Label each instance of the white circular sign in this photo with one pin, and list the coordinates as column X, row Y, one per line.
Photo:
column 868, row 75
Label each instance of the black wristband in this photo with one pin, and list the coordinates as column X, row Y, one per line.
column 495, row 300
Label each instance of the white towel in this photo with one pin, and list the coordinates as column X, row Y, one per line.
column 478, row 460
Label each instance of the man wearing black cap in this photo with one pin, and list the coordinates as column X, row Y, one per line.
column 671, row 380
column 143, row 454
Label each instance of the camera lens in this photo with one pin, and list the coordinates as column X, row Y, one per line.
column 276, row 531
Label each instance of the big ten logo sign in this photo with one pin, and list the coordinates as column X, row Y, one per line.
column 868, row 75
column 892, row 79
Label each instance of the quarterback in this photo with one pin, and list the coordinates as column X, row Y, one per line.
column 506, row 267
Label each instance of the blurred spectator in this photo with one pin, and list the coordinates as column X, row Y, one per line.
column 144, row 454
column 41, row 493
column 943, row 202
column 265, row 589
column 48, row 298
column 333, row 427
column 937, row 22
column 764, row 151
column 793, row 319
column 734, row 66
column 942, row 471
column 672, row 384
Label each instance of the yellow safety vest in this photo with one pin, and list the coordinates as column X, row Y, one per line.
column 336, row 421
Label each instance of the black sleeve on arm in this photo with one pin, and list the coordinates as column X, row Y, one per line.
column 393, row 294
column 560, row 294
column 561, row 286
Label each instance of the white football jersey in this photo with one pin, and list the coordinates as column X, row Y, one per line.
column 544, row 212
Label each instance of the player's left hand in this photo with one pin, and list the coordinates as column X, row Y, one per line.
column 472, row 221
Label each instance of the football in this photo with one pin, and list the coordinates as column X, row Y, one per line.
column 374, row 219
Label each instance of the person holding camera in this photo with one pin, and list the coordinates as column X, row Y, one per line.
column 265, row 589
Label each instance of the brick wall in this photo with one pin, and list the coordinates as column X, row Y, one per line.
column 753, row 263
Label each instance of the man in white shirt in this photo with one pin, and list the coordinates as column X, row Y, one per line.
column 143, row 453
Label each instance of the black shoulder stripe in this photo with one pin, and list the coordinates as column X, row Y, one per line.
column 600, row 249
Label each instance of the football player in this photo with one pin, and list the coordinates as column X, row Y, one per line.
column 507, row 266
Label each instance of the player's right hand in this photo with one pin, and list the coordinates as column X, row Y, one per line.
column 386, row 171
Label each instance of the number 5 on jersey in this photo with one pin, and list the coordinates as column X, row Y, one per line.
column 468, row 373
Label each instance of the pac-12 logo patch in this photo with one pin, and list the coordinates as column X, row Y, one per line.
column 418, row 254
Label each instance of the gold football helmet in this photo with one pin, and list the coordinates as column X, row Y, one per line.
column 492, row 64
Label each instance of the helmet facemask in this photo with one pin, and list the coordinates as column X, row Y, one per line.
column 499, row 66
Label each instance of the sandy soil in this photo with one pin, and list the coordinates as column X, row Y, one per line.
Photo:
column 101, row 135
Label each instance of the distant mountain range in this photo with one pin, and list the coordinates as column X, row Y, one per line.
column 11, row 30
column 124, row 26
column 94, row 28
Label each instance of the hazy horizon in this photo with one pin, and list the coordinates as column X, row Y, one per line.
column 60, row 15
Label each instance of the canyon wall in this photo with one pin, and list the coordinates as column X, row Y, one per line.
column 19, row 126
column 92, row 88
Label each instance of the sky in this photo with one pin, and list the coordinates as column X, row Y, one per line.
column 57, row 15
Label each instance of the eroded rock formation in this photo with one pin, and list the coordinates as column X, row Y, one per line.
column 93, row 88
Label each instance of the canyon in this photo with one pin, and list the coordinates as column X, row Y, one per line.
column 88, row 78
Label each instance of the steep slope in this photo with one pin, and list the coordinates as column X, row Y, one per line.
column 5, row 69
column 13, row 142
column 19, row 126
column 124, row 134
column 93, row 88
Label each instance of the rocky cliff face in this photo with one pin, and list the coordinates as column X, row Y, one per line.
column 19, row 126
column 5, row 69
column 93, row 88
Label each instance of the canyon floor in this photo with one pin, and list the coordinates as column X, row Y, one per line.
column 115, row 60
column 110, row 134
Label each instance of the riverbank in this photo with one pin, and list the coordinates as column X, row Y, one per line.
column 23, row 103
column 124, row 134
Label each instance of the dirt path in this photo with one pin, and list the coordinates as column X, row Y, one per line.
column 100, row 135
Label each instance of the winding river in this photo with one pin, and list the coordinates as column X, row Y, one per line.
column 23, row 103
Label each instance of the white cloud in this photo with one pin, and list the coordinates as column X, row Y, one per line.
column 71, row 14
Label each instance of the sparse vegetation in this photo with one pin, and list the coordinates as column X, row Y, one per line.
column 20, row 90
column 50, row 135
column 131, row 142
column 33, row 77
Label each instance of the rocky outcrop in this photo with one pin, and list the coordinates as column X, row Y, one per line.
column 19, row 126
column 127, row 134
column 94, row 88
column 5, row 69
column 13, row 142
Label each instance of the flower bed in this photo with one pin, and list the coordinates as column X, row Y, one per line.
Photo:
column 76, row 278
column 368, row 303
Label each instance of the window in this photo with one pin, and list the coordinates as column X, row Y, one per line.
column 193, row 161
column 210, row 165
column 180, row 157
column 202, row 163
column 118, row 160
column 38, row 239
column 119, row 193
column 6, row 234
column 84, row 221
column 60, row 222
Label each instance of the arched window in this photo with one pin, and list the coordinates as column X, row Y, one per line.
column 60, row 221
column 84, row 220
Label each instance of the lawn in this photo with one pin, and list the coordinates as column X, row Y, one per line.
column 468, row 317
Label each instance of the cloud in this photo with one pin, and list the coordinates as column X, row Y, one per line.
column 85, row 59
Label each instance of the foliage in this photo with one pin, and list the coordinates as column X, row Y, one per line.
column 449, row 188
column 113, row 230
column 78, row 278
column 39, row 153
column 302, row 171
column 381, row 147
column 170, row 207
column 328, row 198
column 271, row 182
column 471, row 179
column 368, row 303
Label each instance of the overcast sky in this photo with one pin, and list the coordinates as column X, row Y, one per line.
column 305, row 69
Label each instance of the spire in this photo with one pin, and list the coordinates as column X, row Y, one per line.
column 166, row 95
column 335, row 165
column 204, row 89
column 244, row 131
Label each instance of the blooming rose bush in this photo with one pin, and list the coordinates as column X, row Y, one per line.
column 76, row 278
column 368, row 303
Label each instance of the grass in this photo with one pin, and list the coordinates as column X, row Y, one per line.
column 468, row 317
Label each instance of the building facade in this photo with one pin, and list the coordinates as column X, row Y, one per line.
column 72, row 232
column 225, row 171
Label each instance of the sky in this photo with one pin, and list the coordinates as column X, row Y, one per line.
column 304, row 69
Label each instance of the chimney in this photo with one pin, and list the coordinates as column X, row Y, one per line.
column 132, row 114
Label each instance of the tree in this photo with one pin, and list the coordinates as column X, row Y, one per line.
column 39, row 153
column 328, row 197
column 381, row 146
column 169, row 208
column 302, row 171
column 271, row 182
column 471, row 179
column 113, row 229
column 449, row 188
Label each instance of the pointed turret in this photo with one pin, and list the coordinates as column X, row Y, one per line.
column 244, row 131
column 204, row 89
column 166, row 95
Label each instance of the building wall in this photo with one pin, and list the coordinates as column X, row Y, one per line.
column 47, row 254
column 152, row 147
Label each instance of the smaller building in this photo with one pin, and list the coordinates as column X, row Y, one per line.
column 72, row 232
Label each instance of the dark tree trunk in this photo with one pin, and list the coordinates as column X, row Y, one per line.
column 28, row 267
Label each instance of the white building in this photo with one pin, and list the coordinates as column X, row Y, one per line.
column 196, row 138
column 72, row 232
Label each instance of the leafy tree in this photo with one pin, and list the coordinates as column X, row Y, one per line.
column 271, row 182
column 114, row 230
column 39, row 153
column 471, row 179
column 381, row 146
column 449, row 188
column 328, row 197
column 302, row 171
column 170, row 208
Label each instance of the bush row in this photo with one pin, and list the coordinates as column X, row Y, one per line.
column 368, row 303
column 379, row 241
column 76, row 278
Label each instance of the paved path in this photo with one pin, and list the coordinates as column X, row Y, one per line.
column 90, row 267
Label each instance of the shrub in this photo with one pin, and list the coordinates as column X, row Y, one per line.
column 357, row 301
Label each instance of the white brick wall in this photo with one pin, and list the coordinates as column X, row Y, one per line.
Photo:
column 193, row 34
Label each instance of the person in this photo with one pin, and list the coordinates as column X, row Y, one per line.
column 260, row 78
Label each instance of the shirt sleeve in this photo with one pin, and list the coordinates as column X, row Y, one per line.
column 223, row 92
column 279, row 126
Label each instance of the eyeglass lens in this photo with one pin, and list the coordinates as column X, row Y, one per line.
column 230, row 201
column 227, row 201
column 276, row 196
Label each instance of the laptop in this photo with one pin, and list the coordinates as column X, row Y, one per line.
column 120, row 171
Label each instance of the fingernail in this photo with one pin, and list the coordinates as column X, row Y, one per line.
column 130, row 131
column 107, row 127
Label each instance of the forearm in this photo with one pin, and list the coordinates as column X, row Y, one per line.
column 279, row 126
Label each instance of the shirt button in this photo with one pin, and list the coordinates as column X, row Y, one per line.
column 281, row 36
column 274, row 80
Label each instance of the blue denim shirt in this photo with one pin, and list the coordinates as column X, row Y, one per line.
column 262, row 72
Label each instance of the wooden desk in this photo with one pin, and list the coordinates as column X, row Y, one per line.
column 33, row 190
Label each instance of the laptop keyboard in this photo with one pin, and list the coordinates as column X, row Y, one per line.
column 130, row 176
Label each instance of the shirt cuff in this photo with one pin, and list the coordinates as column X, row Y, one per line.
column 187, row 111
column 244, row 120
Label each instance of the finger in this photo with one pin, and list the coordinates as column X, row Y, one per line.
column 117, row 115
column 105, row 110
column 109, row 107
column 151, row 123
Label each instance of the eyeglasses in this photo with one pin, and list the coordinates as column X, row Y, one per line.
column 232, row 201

______________________________

WHAT IS REQUIRED:
Using the line that contains "Label each instance of the finger in" as the first, reproduce each line exactly through the last line of the listing.

SOLUTION TO THIS EXERCISE:
Label each instance of the finger in this photo with one pin, and list the coordinates as column X, row Y, one per line.
column 117, row 115
column 105, row 110
column 109, row 107
column 151, row 123
Label each instance of the eyeglasses in this photo with one pin, and list the coordinates as column X, row Y, one per line.
column 232, row 201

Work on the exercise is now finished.